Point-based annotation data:
..............................

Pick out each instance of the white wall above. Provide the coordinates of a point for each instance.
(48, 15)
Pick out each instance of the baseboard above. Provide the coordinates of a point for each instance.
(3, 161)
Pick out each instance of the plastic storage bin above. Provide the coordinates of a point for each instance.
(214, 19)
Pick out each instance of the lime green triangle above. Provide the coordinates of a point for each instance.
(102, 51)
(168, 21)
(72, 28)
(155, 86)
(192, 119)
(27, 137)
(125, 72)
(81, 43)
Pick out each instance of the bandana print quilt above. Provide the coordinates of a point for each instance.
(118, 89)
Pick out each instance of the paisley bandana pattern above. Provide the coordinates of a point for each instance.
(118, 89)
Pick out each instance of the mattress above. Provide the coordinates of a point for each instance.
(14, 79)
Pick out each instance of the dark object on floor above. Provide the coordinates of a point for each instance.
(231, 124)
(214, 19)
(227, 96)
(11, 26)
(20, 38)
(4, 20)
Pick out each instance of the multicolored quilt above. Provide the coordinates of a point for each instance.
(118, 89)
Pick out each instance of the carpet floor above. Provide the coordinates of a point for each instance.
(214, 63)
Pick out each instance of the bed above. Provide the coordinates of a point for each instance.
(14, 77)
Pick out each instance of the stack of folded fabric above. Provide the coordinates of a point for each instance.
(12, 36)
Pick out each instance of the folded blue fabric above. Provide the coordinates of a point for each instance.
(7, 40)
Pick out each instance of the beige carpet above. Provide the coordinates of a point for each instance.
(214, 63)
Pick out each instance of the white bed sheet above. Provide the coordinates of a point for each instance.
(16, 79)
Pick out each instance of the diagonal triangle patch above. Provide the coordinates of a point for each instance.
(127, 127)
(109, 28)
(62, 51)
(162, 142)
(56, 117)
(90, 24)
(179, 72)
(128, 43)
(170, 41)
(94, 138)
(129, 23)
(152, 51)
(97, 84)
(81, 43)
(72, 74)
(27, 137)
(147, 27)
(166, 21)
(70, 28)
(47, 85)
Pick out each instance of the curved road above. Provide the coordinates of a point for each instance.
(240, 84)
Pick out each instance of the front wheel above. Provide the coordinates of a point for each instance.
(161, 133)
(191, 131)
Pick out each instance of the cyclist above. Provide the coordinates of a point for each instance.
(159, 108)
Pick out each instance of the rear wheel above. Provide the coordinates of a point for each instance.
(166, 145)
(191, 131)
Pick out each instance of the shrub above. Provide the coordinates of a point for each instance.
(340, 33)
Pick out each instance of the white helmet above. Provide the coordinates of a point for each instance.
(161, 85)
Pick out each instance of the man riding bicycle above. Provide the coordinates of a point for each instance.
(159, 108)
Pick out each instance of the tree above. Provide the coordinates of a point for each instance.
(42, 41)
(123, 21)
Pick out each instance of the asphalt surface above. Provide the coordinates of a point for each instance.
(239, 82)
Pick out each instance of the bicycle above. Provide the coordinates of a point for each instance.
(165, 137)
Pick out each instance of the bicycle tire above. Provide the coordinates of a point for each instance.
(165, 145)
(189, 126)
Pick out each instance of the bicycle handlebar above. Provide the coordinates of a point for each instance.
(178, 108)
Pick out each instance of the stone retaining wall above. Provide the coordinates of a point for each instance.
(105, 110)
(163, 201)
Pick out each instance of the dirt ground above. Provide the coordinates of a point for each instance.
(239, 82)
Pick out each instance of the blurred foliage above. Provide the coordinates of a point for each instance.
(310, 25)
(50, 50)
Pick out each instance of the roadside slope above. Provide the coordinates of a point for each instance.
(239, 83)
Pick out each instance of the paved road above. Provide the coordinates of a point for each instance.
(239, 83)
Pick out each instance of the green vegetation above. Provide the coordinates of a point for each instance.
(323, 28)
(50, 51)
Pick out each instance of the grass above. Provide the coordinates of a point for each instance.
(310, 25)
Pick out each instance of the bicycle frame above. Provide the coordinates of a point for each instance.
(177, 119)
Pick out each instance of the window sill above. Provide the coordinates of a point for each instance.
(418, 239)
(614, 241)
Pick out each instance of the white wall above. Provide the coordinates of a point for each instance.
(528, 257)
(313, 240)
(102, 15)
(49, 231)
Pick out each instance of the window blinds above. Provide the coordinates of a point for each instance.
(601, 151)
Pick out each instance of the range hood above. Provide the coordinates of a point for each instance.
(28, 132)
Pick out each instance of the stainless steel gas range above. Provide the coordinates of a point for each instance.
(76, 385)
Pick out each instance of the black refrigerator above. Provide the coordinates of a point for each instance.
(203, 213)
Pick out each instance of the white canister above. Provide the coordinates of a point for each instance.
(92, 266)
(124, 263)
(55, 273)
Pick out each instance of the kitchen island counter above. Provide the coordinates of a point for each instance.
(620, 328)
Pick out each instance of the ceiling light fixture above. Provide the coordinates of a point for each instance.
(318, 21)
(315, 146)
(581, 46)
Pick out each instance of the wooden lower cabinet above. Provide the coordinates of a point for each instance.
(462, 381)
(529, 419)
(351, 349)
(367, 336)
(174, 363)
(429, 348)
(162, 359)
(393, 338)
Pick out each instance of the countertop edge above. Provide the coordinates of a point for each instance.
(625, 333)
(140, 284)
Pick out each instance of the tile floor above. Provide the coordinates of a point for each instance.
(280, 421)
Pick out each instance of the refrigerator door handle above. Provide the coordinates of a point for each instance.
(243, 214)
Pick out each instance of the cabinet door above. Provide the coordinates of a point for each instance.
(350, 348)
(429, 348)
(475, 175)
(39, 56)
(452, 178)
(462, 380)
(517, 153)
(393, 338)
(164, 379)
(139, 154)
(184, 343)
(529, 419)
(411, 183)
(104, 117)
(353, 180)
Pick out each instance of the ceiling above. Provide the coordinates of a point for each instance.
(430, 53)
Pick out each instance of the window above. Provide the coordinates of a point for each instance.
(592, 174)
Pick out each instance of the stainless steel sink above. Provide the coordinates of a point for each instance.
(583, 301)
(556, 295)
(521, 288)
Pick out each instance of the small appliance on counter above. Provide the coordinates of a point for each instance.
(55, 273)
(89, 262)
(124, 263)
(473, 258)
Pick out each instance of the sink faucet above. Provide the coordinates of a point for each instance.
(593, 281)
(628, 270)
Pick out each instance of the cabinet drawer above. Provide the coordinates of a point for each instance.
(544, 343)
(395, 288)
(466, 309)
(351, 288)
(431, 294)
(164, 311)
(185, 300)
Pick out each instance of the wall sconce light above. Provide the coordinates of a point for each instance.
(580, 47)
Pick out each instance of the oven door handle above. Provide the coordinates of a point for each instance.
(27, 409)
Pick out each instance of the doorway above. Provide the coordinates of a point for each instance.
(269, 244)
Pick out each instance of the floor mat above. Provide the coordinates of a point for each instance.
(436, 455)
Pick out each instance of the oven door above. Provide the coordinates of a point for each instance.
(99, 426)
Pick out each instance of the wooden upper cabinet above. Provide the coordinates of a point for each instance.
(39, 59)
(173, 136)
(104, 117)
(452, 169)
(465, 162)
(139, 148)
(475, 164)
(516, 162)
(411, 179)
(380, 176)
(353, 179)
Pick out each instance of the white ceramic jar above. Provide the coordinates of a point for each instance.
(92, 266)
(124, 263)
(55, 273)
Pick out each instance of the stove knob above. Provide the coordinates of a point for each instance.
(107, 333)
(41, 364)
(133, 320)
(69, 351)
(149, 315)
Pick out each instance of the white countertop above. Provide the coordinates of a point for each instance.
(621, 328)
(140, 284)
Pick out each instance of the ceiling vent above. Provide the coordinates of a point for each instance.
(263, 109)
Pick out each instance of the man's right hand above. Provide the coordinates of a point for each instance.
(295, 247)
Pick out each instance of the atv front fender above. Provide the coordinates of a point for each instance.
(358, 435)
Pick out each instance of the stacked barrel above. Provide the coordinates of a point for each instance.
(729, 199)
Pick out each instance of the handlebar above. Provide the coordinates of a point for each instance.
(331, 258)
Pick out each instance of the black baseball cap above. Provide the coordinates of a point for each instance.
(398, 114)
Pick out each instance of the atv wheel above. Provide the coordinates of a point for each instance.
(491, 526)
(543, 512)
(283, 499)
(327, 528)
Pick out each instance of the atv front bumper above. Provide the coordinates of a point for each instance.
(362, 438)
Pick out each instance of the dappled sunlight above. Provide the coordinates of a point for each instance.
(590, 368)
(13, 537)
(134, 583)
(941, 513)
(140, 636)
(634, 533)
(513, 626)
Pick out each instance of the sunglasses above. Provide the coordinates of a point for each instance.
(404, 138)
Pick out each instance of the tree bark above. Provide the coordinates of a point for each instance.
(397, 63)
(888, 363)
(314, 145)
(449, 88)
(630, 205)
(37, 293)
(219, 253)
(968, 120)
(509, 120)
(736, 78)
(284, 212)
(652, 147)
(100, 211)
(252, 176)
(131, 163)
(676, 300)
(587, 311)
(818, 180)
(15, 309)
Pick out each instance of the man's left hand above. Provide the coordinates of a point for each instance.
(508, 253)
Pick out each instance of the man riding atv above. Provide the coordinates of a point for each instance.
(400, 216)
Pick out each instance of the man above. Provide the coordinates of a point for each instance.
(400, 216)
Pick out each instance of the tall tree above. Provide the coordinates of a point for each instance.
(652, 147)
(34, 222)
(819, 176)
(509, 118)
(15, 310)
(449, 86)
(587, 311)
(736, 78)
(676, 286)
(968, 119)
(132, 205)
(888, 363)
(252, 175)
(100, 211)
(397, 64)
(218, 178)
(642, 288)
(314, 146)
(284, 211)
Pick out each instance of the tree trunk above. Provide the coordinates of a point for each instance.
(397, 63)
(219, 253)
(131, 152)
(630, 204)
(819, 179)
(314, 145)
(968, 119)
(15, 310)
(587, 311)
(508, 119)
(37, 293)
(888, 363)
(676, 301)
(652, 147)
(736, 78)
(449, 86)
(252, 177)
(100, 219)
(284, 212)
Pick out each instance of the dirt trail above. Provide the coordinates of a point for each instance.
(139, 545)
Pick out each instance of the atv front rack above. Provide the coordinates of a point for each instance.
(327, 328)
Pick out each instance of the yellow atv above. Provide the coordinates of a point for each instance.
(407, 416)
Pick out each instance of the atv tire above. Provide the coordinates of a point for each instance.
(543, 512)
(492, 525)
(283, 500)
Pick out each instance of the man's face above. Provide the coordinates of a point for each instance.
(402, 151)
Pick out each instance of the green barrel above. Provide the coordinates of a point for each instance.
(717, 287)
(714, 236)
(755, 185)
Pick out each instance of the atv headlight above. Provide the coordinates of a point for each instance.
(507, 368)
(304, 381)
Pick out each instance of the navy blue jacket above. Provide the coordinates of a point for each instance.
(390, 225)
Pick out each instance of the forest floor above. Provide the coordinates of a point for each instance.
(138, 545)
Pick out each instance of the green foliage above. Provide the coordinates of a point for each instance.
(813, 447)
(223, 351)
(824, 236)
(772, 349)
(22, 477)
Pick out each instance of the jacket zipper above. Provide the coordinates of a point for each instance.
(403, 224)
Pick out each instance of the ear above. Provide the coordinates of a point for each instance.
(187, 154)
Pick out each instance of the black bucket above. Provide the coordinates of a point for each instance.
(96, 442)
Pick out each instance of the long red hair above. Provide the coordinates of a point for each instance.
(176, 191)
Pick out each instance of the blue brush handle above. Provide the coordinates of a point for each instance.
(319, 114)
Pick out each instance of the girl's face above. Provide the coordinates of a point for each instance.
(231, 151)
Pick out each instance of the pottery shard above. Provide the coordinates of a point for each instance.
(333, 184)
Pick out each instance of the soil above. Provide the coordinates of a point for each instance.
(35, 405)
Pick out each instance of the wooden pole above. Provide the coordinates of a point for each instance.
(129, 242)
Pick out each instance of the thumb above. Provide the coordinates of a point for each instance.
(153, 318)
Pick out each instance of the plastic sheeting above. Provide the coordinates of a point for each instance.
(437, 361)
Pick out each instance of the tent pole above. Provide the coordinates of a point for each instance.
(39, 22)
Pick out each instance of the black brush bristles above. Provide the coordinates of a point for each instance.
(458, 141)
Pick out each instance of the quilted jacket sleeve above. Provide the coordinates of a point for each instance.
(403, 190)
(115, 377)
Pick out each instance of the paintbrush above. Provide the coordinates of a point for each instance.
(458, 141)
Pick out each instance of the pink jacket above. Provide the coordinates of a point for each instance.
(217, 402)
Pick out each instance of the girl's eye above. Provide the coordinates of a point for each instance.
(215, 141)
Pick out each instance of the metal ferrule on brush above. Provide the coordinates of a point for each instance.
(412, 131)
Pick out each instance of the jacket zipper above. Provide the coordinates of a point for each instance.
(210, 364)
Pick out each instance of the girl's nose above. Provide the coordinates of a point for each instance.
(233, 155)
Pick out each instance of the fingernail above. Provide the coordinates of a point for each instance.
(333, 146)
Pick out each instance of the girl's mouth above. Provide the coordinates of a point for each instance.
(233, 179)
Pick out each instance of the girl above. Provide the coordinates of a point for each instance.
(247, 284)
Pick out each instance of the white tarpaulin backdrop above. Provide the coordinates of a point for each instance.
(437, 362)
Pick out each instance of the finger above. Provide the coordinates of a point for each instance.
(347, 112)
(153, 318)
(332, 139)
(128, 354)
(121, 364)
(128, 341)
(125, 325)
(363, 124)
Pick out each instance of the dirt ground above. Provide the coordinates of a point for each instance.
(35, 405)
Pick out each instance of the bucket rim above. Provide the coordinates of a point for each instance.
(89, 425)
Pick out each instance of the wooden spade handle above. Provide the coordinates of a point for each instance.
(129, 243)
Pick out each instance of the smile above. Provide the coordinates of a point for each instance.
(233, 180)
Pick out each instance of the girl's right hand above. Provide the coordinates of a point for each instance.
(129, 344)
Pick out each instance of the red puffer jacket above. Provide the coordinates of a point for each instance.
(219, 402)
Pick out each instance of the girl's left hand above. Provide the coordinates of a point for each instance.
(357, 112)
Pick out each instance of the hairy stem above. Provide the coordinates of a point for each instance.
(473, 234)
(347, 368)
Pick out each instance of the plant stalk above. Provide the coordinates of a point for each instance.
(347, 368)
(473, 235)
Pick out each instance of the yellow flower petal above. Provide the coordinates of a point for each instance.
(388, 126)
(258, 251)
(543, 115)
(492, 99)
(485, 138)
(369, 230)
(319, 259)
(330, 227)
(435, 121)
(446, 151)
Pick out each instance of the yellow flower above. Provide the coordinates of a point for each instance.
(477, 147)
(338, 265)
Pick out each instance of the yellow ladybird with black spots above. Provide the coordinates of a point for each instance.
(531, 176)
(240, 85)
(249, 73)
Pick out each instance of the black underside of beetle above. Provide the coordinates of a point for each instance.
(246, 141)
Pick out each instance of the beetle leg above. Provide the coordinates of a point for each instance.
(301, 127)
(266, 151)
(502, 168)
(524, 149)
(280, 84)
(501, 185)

..............................

> **INSTRUCTION**: Write out exactly the final stretch of the records: the line containing "Pick out each instance of the bucket" and every line after it, through the last, and nothing else.

> **REPLY**:
Pick out each instance of the bucket rim above. Provide the coordinates of a point for each instance.
(89, 425)
Pick out each instance of the wooden spade handle above. Provide the coordinates of a point for each instance.
(129, 243)
Pick out each instance of the smile above. Provide the coordinates of a point for each instance.
(233, 180)
Pick out each instance of the girl's right hand above. Provide the coordinates of a point for each instance.
(129, 344)
Pick out each instance of the red puffer jacket above. Provide the coordinates of a point for each instance.
(219, 402)
Pick out each instance of the girl's left hand above. Provide the coordinates of a point for each instance.
(357, 112)
Pick out each instance of the hairy stem above. Provide the coordinates of a point for each instance.
(473, 234)
(347, 368)
Pick out each instance of the plant stalk above. Provide the coordinates of a point for each instance.
(347, 368)
(473, 235)
Pick out each instance of the yellow flower petal above. Provide the coordinates of a point for each instance.
(388, 126)
(258, 251)
(543, 115)
(492, 99)
(485, 138)
(369, 230)
(319, 259)
(330, 227)
(435, 121)
(446, 151)
Pick out each instance of the yellow flower above. Provide the coordinates of a point for each instance.
(477, 147)
(338, 265)
Pick out each instance of the yellow ladybird with black spots above. Provide the coordinates of a point for each instance.
(531, 176)
(240, 85)
(249, 73)
Pick out each instance of the black underside of beetle above. Provide the coordinates of a point for each instance.
(246, 141)
Pick out each instance of the beetle leg above. Provide the coordinates of a point for each instance.
(301, 127)
(266, 151)
(502, 168)
(524, 149)
(280, 84)
(501, 185)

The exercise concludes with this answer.